## Task prompt
Exactly the lines from the one containing "Point on each instance of the number" through the final line of the listing are to be retyped, and nothing more.

## Provided data
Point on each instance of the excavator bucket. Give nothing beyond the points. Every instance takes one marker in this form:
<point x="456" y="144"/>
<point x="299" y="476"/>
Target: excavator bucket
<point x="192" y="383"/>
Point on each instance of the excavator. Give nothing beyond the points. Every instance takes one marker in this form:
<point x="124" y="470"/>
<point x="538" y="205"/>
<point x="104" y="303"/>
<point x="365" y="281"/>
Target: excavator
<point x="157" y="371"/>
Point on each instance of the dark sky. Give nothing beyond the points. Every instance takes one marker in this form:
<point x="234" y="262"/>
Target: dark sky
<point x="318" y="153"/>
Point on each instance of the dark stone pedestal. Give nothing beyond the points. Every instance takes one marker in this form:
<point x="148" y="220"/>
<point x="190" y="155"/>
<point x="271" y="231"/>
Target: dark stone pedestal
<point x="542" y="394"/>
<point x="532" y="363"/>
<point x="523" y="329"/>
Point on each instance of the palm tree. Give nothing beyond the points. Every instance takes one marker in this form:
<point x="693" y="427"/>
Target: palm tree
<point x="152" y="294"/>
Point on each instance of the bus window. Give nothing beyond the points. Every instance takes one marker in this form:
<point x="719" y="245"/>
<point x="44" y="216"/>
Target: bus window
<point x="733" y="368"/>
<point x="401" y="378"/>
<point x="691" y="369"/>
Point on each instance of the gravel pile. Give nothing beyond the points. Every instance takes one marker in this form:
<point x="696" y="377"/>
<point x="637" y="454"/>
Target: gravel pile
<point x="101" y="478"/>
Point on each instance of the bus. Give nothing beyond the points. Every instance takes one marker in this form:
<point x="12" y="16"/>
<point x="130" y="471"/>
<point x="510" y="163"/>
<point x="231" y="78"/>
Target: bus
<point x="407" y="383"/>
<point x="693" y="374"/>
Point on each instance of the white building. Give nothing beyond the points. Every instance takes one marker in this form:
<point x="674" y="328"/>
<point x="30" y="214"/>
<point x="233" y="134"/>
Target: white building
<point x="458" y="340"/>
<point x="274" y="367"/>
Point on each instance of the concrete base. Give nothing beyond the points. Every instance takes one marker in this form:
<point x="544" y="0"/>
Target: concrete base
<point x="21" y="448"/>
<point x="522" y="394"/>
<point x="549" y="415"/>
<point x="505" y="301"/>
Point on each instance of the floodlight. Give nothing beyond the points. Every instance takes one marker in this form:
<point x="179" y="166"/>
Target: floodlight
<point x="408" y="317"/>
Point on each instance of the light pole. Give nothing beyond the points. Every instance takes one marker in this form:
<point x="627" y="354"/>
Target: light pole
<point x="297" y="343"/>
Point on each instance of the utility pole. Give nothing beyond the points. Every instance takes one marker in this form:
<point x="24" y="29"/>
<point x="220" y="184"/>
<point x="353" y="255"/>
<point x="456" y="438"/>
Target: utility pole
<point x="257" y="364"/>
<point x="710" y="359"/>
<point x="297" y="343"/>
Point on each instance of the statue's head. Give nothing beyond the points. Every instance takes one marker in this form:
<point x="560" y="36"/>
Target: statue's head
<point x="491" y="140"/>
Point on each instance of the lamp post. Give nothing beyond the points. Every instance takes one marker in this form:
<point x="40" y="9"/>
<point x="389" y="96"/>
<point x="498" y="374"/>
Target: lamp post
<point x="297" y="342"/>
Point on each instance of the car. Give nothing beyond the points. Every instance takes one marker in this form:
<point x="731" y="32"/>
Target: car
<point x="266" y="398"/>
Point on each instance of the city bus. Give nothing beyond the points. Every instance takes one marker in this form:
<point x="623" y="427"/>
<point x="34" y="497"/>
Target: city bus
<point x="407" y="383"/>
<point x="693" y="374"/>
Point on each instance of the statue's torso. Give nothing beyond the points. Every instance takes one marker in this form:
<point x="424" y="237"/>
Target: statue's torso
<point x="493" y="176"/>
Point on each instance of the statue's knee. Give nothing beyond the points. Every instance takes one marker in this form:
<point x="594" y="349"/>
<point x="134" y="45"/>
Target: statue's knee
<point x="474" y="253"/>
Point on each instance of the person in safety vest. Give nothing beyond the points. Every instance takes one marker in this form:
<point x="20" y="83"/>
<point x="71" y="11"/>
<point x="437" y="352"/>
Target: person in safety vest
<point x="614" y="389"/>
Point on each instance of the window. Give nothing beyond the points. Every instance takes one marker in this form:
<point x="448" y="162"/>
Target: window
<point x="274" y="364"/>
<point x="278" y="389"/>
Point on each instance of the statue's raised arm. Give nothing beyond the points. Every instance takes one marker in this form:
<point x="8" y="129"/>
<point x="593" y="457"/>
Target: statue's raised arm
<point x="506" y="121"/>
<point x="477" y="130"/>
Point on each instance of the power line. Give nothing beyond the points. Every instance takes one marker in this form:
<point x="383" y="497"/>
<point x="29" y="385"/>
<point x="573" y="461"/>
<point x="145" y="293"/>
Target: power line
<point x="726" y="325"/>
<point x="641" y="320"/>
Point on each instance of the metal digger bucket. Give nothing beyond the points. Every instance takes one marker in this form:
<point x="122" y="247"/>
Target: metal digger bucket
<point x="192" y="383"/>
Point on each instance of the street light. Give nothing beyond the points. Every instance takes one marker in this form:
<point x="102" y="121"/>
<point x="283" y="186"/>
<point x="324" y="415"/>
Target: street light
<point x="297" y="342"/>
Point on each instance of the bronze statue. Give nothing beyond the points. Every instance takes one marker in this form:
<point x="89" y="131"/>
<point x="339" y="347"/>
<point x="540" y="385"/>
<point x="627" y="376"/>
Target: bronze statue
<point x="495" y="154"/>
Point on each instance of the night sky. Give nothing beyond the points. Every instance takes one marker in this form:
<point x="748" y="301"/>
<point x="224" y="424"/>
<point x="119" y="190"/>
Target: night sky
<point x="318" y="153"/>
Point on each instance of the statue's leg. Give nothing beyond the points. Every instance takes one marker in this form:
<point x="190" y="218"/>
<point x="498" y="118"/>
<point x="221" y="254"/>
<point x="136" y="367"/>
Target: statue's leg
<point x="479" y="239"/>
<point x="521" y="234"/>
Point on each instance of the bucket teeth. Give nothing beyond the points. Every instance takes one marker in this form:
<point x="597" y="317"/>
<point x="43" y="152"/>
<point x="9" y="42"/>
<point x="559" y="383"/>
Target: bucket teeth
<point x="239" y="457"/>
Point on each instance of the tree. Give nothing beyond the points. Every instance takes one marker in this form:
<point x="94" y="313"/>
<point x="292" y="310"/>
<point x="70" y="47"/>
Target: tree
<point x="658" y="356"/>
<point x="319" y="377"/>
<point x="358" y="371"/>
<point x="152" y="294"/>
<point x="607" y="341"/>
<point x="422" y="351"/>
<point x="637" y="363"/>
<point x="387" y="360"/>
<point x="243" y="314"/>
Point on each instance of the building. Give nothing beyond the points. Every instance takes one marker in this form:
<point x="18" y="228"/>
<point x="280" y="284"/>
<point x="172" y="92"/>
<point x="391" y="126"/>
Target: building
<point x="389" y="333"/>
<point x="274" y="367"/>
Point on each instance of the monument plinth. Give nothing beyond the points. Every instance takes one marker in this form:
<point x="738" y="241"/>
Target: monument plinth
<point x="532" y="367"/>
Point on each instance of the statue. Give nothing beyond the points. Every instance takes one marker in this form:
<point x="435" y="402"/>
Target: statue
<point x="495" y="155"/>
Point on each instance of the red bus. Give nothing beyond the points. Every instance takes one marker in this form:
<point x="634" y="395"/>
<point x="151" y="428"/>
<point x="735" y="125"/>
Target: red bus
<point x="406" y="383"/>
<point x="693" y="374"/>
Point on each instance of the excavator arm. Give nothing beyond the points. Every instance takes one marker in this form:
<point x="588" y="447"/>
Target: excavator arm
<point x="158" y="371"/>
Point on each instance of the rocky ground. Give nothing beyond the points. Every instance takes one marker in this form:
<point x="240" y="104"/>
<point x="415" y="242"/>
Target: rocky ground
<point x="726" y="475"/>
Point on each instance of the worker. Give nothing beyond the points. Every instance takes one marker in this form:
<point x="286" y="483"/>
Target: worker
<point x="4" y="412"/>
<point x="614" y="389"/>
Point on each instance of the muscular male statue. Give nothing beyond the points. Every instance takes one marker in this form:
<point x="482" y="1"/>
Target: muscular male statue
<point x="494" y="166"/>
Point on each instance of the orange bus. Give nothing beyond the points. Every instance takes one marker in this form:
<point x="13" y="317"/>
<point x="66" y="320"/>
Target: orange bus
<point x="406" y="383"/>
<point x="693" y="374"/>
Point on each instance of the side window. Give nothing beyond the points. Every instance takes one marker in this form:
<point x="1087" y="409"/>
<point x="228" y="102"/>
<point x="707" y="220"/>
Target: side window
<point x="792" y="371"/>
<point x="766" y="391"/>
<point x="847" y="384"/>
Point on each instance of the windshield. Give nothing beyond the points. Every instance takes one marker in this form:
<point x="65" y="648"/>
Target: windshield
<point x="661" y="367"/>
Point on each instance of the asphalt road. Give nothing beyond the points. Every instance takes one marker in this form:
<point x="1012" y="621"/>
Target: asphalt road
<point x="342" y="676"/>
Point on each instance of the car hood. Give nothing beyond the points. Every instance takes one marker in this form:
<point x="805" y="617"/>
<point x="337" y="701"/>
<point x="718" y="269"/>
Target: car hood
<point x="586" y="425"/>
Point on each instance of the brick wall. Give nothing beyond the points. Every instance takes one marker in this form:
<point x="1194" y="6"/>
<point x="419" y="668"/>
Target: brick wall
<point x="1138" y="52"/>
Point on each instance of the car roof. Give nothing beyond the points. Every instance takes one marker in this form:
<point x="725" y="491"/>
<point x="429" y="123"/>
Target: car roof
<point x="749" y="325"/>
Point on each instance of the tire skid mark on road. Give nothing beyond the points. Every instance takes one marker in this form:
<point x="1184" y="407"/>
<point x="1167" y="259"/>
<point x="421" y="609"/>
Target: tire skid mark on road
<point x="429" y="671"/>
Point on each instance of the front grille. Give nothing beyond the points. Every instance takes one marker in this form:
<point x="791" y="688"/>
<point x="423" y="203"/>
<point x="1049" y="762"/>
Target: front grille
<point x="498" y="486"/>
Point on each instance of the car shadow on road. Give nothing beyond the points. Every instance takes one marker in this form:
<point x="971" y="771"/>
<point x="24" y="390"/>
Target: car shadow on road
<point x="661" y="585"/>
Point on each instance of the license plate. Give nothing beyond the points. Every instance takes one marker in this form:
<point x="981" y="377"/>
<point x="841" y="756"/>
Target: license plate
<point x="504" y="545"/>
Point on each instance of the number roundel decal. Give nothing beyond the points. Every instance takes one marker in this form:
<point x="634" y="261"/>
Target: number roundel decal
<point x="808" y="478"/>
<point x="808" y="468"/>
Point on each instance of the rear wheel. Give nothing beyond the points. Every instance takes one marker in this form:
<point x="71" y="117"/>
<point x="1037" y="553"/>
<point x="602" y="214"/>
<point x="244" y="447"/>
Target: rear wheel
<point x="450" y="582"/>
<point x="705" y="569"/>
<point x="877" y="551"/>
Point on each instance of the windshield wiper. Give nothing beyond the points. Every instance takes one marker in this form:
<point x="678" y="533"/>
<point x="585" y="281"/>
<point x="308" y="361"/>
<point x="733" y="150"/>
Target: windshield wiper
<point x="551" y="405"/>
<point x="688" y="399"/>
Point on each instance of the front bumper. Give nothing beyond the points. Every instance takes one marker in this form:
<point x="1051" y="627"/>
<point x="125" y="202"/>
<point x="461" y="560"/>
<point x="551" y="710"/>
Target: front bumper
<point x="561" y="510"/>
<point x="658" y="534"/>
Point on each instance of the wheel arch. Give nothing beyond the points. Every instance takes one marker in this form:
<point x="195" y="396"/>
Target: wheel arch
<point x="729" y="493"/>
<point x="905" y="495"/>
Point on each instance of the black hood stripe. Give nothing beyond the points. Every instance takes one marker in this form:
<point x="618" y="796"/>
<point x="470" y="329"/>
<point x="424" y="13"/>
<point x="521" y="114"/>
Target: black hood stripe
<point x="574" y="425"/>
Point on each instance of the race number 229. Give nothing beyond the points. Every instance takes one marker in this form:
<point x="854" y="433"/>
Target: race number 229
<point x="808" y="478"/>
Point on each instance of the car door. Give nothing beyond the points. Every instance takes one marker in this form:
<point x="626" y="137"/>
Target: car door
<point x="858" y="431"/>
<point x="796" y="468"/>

## Answer
Point on each instance of the number roundel decal. Give nothing beyond the points. Every instance takes one marker in this form:
<point x="634" y="261"/>
Target: number roundel decal
<point x="808" y="478"/>
<point x="808" y="468"/>
Point on each instance of the rear wheel. Give nothing beyond the points. Every instance takes one marker in this form:
<point x="71" y="117"/>
<point x="1037" y="553"/>
<point x="602" y="214"/>
<point x="244" y="447"/>
Target: rear wheel
<point x="450" y="582"/>
<point x="705" y="569"/>
<point x="877" y="551"/>
Point on each instance of the windshield wiper. Give nothing beyond the points. Every instance takes one marker in this form:
<point x="678" y="533"/>
<point x="585" y="281"/>
<point x="308" y="361"/>
<point x="733" y="150"/>
Target: windshield wiper
<point x="551" y="405"/>
<point x="688" y="399"/>
Point on each instance of the front bumper. Give nothing beyond the points. Every instance takes one marker in this form:
<point x="1051" y="627"/>
<point x="125" y="202"/>
<point x="461" y="560"/>
<point x="551" y="710"/>
Target: front bumper
<point x="561" y="510"/>
<point x="658" y="534"/>
Point on each instance of the wheel arch. Give nothing beyond the points. Every instance takes one marker in this form:
<point x="195" y="396"/>
Target: wheel arch
<point x="729" y="493"/>
<point x="905" y="495"/>
Point on each instance of the black hood stripe. Give nothing beyond the points. Every instance takes one marker in this form:
<point x="618" y="796"/>
<point x="470" y="329"/>
<point x="424" y="13"/>
<point x="521" y="114"/>
Target: black hood stripe
<point x="574" y="425"/>
Point on each instance of the race number 229. Give nothing beyond the points. Every instance takes one marker in this form:
<point x="854" y="433"/>
Target: race number 229
<point x="808" y="478"/>
Point on each instance of the car door. Give nothing beyond the points. Every instance takes one marker in this form:
<point x="626" y="137"/>
Target: car door
<point x="858" y="431"/>
<point x="796" y="468"/>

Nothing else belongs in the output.